The span to copy runs from the line containing "Spot the ship antenna" to the last line below. Copy it exactly, with nothing else.

Records from a dataset
== == ==

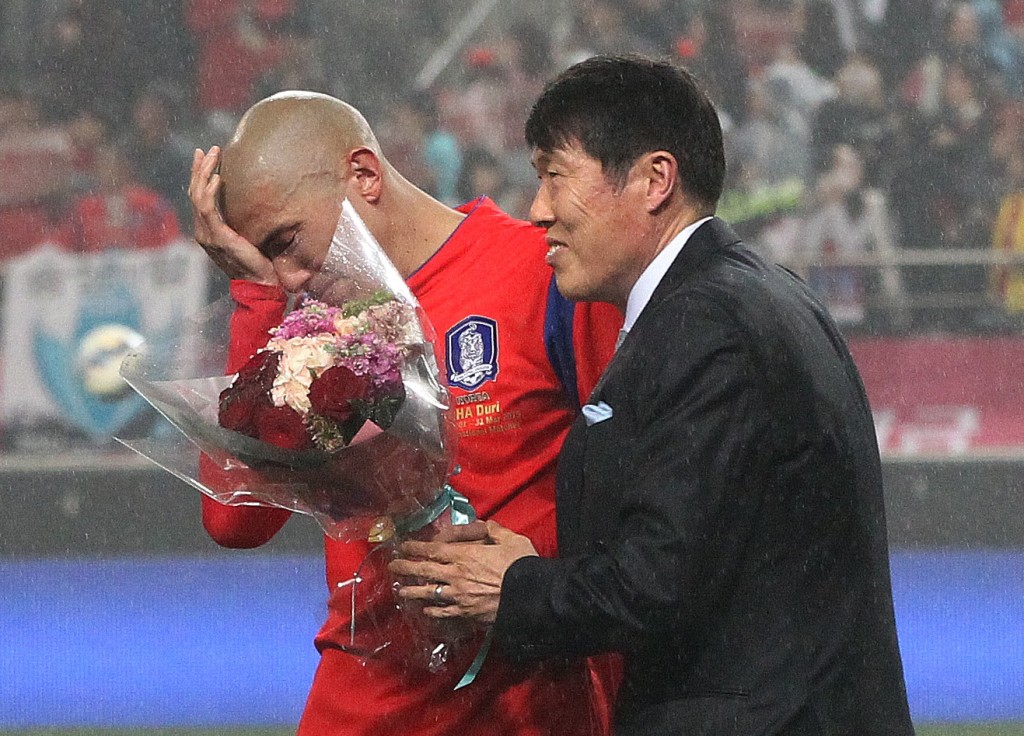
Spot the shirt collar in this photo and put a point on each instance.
(654, 272)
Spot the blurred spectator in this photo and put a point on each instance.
(36, 161)
(87, 130)
(708, 48)
(90, 56)
(821, 43)
(426, 154)
(858, 116)
(121, 212)
(161, 156)
(526, 54)
(836, 226)
(770, 146)
(239, 43)
(602, 27)
(482, 173)
(797, 88)
(474, 110)
(902, 37)
(659, 23)
(1008, 234)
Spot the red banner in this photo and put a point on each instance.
(945, 396)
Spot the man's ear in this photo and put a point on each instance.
(662, 172)
(364, 169)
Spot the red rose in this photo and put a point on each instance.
(332, 393)
(250, 393)
(260, 370)
(283, 427)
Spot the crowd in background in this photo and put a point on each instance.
(853, 127)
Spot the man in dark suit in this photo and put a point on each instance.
(720, 510)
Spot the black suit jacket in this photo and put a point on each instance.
(724, 526)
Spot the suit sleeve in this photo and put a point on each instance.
(258, 308)
(580, 340)
(692, 412)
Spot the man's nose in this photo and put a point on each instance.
(540, 209)
(292, 278)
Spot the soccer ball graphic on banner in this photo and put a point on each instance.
(99, 354)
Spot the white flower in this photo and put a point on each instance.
(302, 359)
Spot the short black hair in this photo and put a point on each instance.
(619, 107)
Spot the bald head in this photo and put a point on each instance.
(287, 142)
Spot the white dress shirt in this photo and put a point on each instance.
(653, 273)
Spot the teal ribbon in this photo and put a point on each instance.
(474, 667)
(462, 513)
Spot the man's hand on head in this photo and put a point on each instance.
(456, 579)
(236, 256)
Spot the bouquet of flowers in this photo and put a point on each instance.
(340, 416)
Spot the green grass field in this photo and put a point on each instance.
(923, 730)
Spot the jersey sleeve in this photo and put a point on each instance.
(580, 339)
(258, 308)
(595, 329)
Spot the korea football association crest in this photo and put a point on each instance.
(471, 347)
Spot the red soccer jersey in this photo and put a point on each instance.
(518, 359)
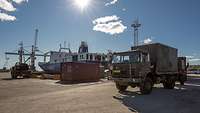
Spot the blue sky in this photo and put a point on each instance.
(172, 22)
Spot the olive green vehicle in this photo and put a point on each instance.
(147, 65)
(20, 70)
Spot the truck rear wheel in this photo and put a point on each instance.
(169, 84)
(121, 87)
(146, 86)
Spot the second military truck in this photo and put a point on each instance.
(147, 65)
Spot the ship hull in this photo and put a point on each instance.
(50, 68)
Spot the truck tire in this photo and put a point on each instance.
(146, 86)
(13, 75)
(169, 84)
(182, 79)
(120, 87)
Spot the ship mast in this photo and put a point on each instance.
(136, 26)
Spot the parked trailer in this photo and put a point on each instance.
(73, 72)
(147, 65)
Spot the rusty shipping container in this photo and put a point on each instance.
(73, 72)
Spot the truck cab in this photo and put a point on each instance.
(131, 68)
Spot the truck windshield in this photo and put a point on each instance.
(132, 58)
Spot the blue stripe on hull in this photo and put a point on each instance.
(51, 68)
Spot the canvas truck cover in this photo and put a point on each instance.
(163, 57)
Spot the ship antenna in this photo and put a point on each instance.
(136, 26)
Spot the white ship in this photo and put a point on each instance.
(58, 57)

== == ==

Response area:
Spot the ship antenna in this photo and put a point on each instance.
(136, 26)
Spot the white ship in this photo and put a point on each instance.
(58, 57)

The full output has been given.